**Set of tasks:**
#1 In the lfa package documentation, why might someone set the safety argument of af() to bypass its checks? Answer in one to three sentences.
#2 Please say whether each statement agrees with the lfa package documentation, answering yes or no and quoting the deciding words: (a) Sparse matrices of class Matrix can be passed as X. (b) A BEDMatrix can be used for X. (c) The LF matrix passed to af() should include an intercept.
#3 Write the next part of the lfa package documentation, picking up after its last sentence.

**Page excerpt:**

Package 'lfa'

Title: Logistic Factor Analysis for Categorical Data
Description: Logistic Factor Analysis is a method for a PCA analogue on Binomial data via estimation of latent structure in the natural parameter. The main method estimates genetic population structure from genotype data. There are also methods for estimating individual-specific allele frequencies using the population structure. Lastly, a structured Hardy-Weinberg equilibrium (HWE) test is developed, which quantifies the goodness of fit of the genotype data to the estimated population structure, via the estimated individual-specific allele frequencies (all of which generalizes traditional HWE tests).
Authors: Wei Hao [aut], Minsun Song [aut], Alejandro Ochoa [aut, cre] , John D. Storey [aut]
Maintainer: Alejandro Ochoa <[email protected]>
License: GPL (>= 3)
Version: 2.5.0
Built: 2024-09-04 05:07:44 UTC
Source: https://github.com/bioc/lfa

Help Index


Allele frequencies

Description

Compute matrix of individual-specific allele frequencies

Usage

af(X, LF, safety = FALSE, max_iter = 100, tol = 1e-10)

Arguments

X

A matrix of SNP genotypes, i.e. an integer matrix of 0's, 1's, 2's and NAs. BEDMatrix is supported. Sparse matrices of class Matrix are not supported (yet).

LF

Matrix of logistic factors, with intercept. Pass in the return value from lfa()!

safety

Optional boolean to bypass checks on the genotype matrices, which require a non-trivial amount of computation. Ignored if X is a BEDMatrix object.

**Data for analysis:**
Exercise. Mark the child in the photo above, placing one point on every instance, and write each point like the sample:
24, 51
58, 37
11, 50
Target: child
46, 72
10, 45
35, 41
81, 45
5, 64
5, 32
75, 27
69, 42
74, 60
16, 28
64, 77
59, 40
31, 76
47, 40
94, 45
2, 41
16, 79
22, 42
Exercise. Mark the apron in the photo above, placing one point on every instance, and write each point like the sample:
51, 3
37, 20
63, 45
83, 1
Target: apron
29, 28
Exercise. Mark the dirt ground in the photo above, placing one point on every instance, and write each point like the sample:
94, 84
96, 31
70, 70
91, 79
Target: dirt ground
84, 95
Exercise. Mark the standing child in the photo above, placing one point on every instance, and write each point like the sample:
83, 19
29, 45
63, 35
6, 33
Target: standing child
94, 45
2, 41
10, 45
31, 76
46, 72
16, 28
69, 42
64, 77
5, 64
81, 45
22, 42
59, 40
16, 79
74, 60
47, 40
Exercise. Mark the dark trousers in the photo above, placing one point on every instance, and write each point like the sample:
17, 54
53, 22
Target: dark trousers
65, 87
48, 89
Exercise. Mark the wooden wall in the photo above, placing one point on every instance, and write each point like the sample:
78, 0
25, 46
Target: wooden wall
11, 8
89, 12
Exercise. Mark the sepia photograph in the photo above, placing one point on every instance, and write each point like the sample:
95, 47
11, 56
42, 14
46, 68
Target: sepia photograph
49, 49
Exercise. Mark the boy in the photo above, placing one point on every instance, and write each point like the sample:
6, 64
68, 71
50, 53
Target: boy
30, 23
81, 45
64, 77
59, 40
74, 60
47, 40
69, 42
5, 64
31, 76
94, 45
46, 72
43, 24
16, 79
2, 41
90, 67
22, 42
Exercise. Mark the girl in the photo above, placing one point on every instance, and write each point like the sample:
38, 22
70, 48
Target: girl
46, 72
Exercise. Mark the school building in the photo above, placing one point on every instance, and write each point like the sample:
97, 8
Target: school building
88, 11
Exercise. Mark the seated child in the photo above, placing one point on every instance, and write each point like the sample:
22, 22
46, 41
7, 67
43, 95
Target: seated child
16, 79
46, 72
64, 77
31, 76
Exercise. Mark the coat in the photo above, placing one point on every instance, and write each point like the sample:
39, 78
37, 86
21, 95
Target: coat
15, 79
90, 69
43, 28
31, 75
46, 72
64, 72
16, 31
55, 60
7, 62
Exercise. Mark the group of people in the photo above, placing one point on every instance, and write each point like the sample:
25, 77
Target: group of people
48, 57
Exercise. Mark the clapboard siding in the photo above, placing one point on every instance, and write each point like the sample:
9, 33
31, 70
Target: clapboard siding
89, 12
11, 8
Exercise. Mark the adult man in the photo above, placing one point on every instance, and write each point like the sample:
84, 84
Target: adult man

**Task-by-task outputs:**
#1 The checks on the genotype matrices require a non-trivial amount of computation, so bypassing them saves that work.

#2
(a) No: "Sparse matrices of class Matrix are not supported (yet)."
(b) Yes: "BEDMatrix is supported."
(c) Yes: "Matrix of logistic factors, with intercept."

#3
max_iter

Maximum number of iterations for logistic regression

tol

Numerical tolerance for convergence of logistic regression

Details

Computes the matrix of individual-specific allele frequencies, which has the same dimensions of the genotype matrix. Be warned that this function could use a ton of memory, as the return value is all doubles. It could be wise to pass only a selection of the SNPs in your genotype matrix to get an idea for memory usage. Use gc() to check memory usage!

Value

Matrix of individual-specific allele frequencies.

Examples

LF <- lfa( hgdp_subset, 4 )
allele_freqs <- af( hgdp_subset, LF )

Allele frequencies for SNP

Description

Computes individual-specific allele frequencies for a single SNP.

Usage

af_snp(snp, LF, max_iter = 100, tol = 1e-10)

Arguments

snp

vector of 0's, 1's, and 2's

LF

Matrix of logistic factors, with intercept. Pass in the return value from lfa()!

max_iter

Maximum number of iterations for logistic regression

tol

Numerical tolerance for convergence of logistic regression

Value

vector of allele frequencies

See Also

af()

Examples

LF <- lfa(hgdp_subset, 4)
# pick one SNP only
snp <- hgdp_subset[ 1, ]
# allele frequency vector for that SNO only
allele_freqs_snp <- af_snp(snp, LF)

Matrix centering and scaling

Description

C routine to row-center and scale a matrix. Doesn't work with missing data.

Usage

centerscale(A)

Arguments

A

matrix

Value

matrix same dimensions A but row centered and scaled

Examples

Xc <- centerscale(hgdp_subset)

HGDP subset

Description

Subset of the HGDP dataset.

Usage

hgdp_subset

Format

a matrix of 0's, 1's and 2's.

Value

genotype matrix

Source

Stanford HGDP http://www.hagsc.org/hgdp/files.html


Logistic factor analysis

Description

Fit logistic factor model of dimension d to binomial data. Computes d - 1 singular vectors followed by intercept.

Usage

lfa(
  X,
  d,
  adjustments = NULL,
  override = FALSE,
  safety = FALSE,
  rspectra = FALSE,
  ploidy = 2,
  tol = .Machine$double.eps,
  m_chunk = 1000
)

Arguments

X

A matrix of SNP genotypes, i.e. an integer matrix of 0's, 1's, 2's and NAs. BEDMatrix is supported. Sparse matrices of class Matrix are not supported (yet).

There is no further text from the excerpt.